(Given information)
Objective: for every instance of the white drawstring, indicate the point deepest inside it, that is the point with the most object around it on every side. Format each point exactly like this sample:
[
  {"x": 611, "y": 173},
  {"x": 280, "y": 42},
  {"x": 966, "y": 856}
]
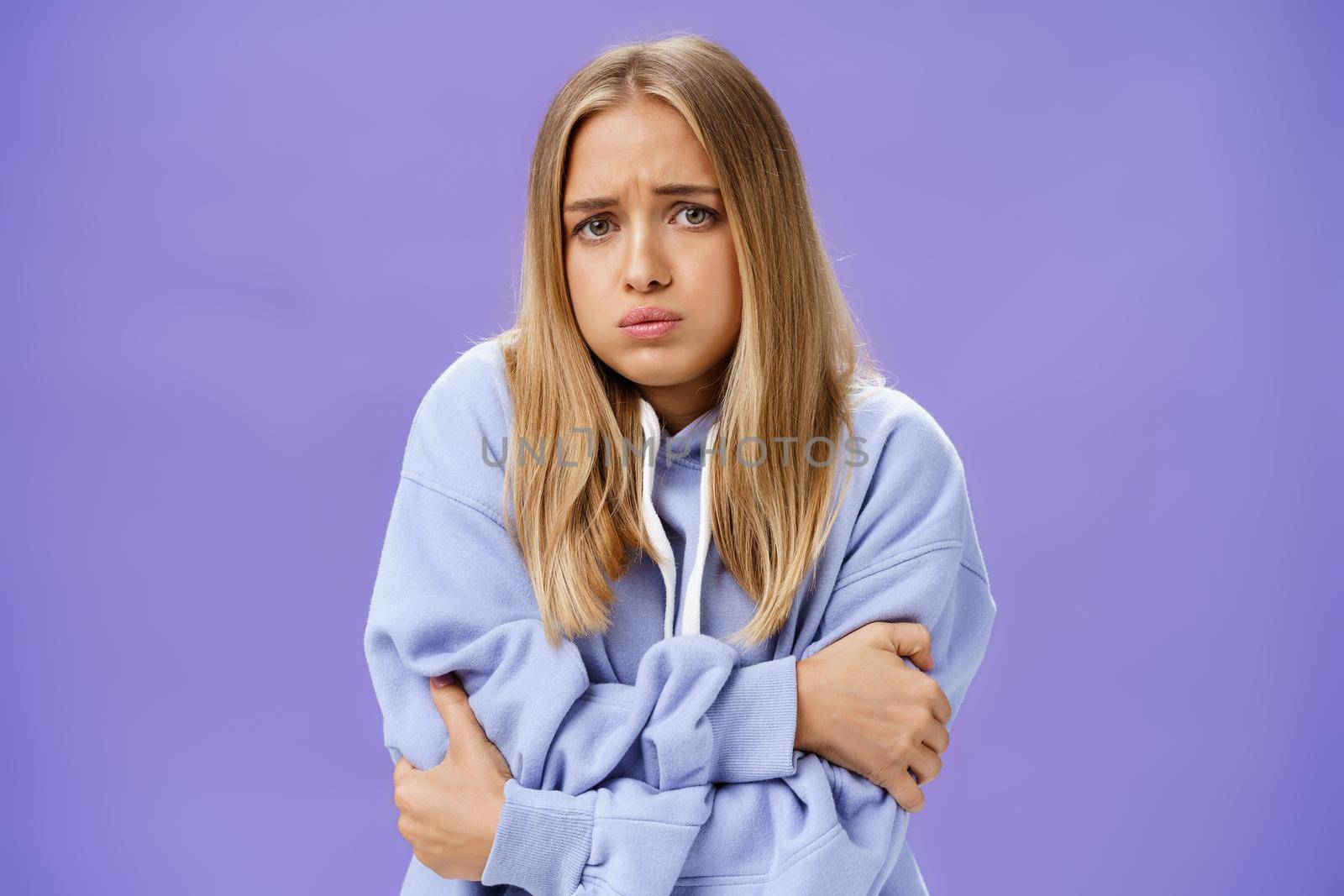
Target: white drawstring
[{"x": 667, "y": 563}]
(End Given information)
> Task: Leave out the pictures and output the rest of the records exactly.

> Your solution:
Objective: for every instance of the white drawstring, indicate the point deepest inside it, that is the point with the most object around it on every side. Format each point exactly like this sample:
[
  {"x": 611, "y": 173},
  {"x": 280, "y": 42},
  {"x": 966, "y": 856}
]
Target: white drawstring
[{"x": 667, "y": 563}]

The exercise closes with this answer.